과제 설명:
아래 행 가운데 다음 단어가 들어 있는 행을 모두 반환하십시오: "finial". 대소문자를 구분합니다.

저장된 항목

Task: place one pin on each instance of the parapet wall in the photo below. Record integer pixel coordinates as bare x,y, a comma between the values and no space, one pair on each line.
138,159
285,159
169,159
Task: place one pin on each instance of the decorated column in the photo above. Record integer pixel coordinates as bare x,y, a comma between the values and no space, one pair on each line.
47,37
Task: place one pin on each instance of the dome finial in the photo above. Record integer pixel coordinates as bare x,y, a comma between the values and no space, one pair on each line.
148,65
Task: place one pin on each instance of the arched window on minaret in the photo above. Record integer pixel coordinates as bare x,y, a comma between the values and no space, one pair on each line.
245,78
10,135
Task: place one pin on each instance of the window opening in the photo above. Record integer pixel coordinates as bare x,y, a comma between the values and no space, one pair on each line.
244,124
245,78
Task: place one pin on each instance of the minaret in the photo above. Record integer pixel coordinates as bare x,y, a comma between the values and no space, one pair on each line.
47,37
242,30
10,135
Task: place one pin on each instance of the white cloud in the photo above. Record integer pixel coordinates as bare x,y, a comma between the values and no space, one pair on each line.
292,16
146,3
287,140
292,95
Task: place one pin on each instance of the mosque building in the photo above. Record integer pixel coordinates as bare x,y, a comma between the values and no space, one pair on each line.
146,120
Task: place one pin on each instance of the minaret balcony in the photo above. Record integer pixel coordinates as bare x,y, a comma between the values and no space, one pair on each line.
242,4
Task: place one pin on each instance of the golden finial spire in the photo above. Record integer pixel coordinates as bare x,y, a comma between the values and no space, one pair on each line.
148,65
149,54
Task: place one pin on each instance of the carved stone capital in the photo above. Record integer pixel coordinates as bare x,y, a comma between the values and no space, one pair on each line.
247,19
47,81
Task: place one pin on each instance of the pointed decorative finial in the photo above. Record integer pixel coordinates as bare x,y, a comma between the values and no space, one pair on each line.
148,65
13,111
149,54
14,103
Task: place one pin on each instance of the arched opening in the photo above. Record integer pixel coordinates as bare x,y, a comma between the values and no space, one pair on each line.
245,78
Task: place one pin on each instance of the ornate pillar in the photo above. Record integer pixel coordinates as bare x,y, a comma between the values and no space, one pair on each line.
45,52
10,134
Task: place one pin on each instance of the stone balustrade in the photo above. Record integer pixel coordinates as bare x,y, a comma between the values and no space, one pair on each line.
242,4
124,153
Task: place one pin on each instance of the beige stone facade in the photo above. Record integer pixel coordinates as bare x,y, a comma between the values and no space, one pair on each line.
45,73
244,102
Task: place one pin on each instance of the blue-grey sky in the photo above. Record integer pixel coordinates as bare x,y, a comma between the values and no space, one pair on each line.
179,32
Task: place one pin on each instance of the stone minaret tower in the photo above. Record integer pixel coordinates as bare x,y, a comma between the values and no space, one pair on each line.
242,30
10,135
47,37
...
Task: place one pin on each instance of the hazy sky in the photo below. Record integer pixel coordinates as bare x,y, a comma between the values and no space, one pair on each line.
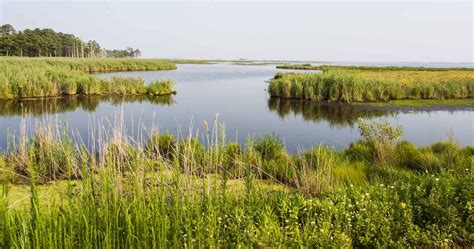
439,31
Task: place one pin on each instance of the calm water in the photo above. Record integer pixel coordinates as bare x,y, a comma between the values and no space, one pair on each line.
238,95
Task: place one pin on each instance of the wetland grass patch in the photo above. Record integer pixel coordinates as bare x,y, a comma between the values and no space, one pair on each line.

과제 풀이:
Task: place one pin on each instance of the dome finial in the photo above. Record integer pixel coordinates as bare x,y, a comma between the values and no space, one pair on each line.
Task: place one pin on each instance of the golden finial spire in the photo above. Record integer pixel coordinates as bare x,y, a comma between the values and no space, one pair on each line.
Task: place one pin on each instance of the pointed decorative finial in the photo above. Record integer pixel coordinates as bare x,y, a comma between the values and no space, one pair on each line.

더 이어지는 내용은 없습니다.